EXERCISE INSTRUCTIONS: Convert all of the data below into a JSON list of strings, one string per line, with blank lines and the pictures left out.

------------------------------------------------------------

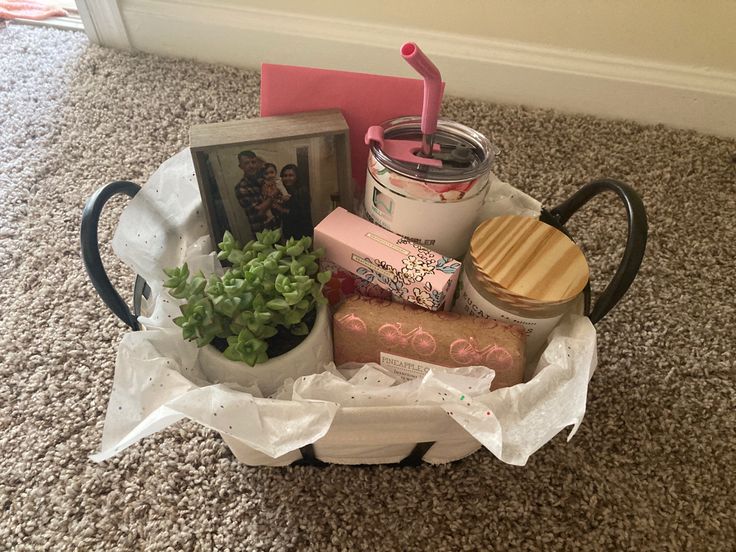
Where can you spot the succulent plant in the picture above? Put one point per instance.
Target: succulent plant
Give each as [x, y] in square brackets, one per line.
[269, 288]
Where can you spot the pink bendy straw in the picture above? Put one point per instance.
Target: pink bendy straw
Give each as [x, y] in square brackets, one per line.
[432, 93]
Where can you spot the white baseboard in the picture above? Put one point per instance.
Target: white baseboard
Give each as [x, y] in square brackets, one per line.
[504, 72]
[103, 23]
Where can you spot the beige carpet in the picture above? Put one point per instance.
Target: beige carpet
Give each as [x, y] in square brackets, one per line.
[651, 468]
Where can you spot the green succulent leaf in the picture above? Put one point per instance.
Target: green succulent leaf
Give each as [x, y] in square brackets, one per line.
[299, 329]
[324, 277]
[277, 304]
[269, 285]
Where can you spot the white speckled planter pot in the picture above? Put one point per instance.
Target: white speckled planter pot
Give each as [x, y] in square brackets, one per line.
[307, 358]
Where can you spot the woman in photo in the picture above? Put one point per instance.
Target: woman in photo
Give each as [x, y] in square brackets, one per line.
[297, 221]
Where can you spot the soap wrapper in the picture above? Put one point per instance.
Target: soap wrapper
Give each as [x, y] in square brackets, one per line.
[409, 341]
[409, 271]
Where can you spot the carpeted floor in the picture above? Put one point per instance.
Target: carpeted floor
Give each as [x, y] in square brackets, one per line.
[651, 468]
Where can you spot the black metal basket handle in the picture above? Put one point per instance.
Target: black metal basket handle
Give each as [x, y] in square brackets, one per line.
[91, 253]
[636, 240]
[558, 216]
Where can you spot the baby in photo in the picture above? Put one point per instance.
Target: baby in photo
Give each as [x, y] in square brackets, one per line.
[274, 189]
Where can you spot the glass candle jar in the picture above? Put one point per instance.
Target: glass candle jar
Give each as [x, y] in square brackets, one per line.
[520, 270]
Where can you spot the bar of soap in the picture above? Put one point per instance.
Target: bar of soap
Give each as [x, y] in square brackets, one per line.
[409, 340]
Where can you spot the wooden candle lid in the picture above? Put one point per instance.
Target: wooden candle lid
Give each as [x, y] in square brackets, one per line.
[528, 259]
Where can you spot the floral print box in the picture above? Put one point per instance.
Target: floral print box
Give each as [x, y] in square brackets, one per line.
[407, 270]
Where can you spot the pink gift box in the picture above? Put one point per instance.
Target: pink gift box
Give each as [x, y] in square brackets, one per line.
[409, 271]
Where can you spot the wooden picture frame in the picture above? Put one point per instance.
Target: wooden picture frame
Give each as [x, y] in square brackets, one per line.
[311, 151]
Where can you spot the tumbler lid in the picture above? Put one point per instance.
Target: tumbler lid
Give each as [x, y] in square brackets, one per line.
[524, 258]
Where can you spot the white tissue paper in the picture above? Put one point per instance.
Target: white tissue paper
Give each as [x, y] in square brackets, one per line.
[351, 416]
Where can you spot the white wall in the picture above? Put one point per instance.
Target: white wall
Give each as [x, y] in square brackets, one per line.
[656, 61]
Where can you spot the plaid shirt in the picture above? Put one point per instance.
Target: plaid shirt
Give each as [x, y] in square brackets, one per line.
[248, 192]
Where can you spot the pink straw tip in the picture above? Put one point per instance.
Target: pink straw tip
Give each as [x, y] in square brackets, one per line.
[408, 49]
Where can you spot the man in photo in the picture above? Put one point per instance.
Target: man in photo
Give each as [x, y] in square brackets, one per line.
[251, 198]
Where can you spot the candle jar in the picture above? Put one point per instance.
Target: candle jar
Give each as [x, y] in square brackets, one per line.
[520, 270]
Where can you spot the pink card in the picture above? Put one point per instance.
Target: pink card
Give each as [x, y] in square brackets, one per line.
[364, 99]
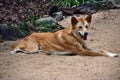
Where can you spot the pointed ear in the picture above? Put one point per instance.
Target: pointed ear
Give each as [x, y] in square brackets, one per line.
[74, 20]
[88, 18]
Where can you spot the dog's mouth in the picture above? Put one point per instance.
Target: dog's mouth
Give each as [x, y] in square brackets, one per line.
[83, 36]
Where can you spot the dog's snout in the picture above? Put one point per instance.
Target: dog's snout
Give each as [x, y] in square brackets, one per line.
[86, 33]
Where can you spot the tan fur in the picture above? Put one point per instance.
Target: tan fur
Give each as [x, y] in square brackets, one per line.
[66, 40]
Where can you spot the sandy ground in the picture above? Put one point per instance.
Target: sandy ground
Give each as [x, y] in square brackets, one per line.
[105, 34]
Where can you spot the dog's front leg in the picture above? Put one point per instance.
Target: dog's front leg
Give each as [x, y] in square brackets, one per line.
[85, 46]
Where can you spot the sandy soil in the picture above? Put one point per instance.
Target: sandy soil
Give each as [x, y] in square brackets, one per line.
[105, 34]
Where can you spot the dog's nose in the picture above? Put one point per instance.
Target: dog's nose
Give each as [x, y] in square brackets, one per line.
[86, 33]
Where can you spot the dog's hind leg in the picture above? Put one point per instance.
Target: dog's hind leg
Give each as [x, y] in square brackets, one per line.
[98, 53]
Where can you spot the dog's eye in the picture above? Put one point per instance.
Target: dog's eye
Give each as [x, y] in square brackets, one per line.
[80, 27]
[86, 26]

------------------------------------------------------------

RESPONSE FOR THIS EXERCISE:
[
  "Where can you spot the succulent plant in the picture above? Put one point per instance.",
  "Target: succulent plant",
  "Give each as [x, y] in square brackets, one per line.",
  "[269, 288]",
  "Where can you spot the pink bendy straw in the picture above? Put one point per instance.",
  "Target: pink bendy straw",
  "Give each as [x, y] in square brackets, one per line.",
  "[432, 93]",
  "Where can you spot the white baseboard in the picture above? Put one point per instance.",
  "Target: white baseboard",
  "Give each as [x, y] in square brackets, one per line.",
  "[504, 72]",
  "[103, 23]",
  "Where can you spot the beige carpet in the picture above? Put one point per instance.",
  "Target: beige carpet",
  "Give each as [x, y] in square brackets, one per line.",
  "[651, 468]",
  "Where can you spot the green succulent leaf in the picture above? Put one point per instance.",
  "Target: green succulent leaf",
  "Give each as [x, y] in square brackets, one per line.",
  "[299, 329]",
  "[324, 277]",
  "[277, 304]",
  "[269, 285]",
  "Where can you spot the white speckled planter pot in the picture above? Put one point per instance.",
  "Target: white speckled planter pot",
  "Give each as [x, y] in square brackets, one per line.",
  "[307, 358]",
  "Where can you spot the woman in photo in the picture above? Put one point per instance.",
  "Target: woman in photo",
  "Give each as [x, y] in square brackets, one per line.",
  "[297, 221]",
  "Where can you spot the soap wrapper in the picture above? Put one point per instance.",
  "Target: soap wrapper",
  "Give each as [x, y] in square brackets, one per line.",
  "[409, 341]",
  "[409, 271]",
  "Where can you spot the carpeted floor in the picture above? Put one point per instance.",
  "Target: carpeted floor",
  "Give each as [x, y] in square brackets, one per line.",
  "[651, 468]",
  "Where can you spot the black metal basket handle in the picture above? Put one point per instance.",
  "Target: black metal basket handle",
  "Give each as [x, y] in square brackets, one per line.",
  "[91, 253]",
  "[636, 240]",
  "[558, 216]",
  "Where can you spot the baby in photo in the picture above? Put one point per instance.",
  "Target: baby in photo",
  "Give each as [x, y] in square brackets, one per line.",
  "[274, 189]",
  "Where can you spot the glass candle jar in the picture above? Put one point per instance.",
  "Target: glass candle jar",
  "Give each as [x, y] in square brackets, one per line.",
  "[520, 270]",
  "Where can you spot the bar of soap in the picture above? Put one point per instance.",
  "Target: bar of soap",
  "Give each as [x, y] in square brackets, one per line.",
  "[409, 340]",
  "Where can you spot the wooden candle lid in the picture above? Put one point per instance.",
  "Target: wooden candle lid",
  "Give each as [x, y] in square brackets, one per line.",
  "[528, 259]",
  "Where can you spot the floral print box in the picture above? Put one point per instance.",
  "Target: floral print box",
  "Give each as [x, y] in square brackets, one per line.",
  "[407, 270]",
  "Where can you spot the pink gift box in the picture above? Put one point per instance.",
  "Target: pink gift box",
  "Give each as [x, y] in square brackets, one per line.",
  "[409, 271]",
  "Where can you spot the wooden picture frame in the picture above? Put one point per instance.",
  "Target: wooden picture frame",
  "Give each as [x, y] in square brackets, one per line.",
  "[311, 151]",
  "Where can you spot the tumbler lid in the picture above? Put one point per instance.",
  "Target: tumbler lid",
  "Give each as [x, y] in square brackets, one per line.",
  "[524, 258]",
  "Where can you spot the white tissue paper in the picture above? Put one point per instance.",
  "Target: white tissue paper",
  "Give each as [x, y] in square brackets, one per line.",
  "[351, 416]",
  "Where can you spot the white wall in the picture above? Put one point per instance.",
  "Target: white wall",
  "Give each as [x, y] in square brackets, one per line.",
  "[656, 61]",
  "Where can you spot the plaid shirt in the picture above? Put one point per instance.",
  "Target: plaid shirt",
  "Give each as [x, y] in square brackets, one per line.",
  "[248, 192]",
  "Where can you spot the pink straw tip in the picture above? Put one point per instance.",
  "Target: pink straw tip",
  "Give each as [x, y] in square brackets, one per line.",
  "[408, 49]",
  "Where can you spot the man in photo in the picture above? Put one point per instance.",
  "Target: man in photo",
  "Give each as [x, y] in square brackets, one per line.",
  "[251, 198]",
  "Where can you spot the candle jar in the picture above? Put one point per instance.",
  "Target: candle jar",
  "Give each as [x, y] in square brackets, one per line.",
  "[520, 270]",
  "Where can you spot the pink card in the picture above? Put one point per instance.",
  "Target: pink card",
  "Give each as [x, y] in square brackets, one per line.",
  "[364, 99]",
  "Where can you spot the pointed ear in the picture above? Put one point per instance.",
  "Target: pointed ear",
  "Give each as [x, y] in square brackets, one per line.",
  "[74, 20]",
  "[88, 18]",
  "Where can you spot the dog's mouth in the picture above? Put one point per instance.",
  "Target: dog's mouth",
  "Give each as [x, y] in square brackets, one per line.",
  "[83, 36]",
  "Where can you spot the dog's snout in the picture above? Put one point per instance.",
  "Target: dog's snout",
  "Give each as [x, y] in square brackets, one per line.",
  "[86, 33]",
  "Where can you spot the tan fur in the picture above? Put one point per instance.",
  "Target: tan fur",
  "Give each as [x, y] in square brackets, one per line.",
  "[66, 40]",
  "Where can you spot the sandy ground in the picture above? Put one point per instance.",
  "Target: sandy ground",
  "Give each as [x, y] in square brackets, one per line.",
  "[105, 34]",
  "Where can you spot the dog's front leg in the picture above? Put one point per instance.",
  "Target: dog's front leg",
  "Give each as [x, y] in square brackets, one per line.",
  "[85, 46]",
  "Where can you spot the sandy soil in the picture above? Put one point per instance.",
  "Target: sandy soil",
  "Give each as [x, y] in square brackets, one per line.",
  "[105, 34]",
  "Where can you spot the dog's nose in the picture above? Put one point per instance.",
  "Target: dog's nose",
  "Give each as [x, y] in square brackets, one per line.",
  "[86, 33]",
  "Where can you spot the dog's hind leg in the picture above? Put one point per instance.",
  "Target: dog's hind leg",
  "Give each as [x, y] in square brackets, one per line.",
  "[98, 53]",
  "Where can you spot the dog's eye in the picture above? Put one point per instance.",
  "Target: dog's eye",
  "Give each as [x, y] in square brackets, one per line.",
  "[80, 27]",
  "[86, 26]"
]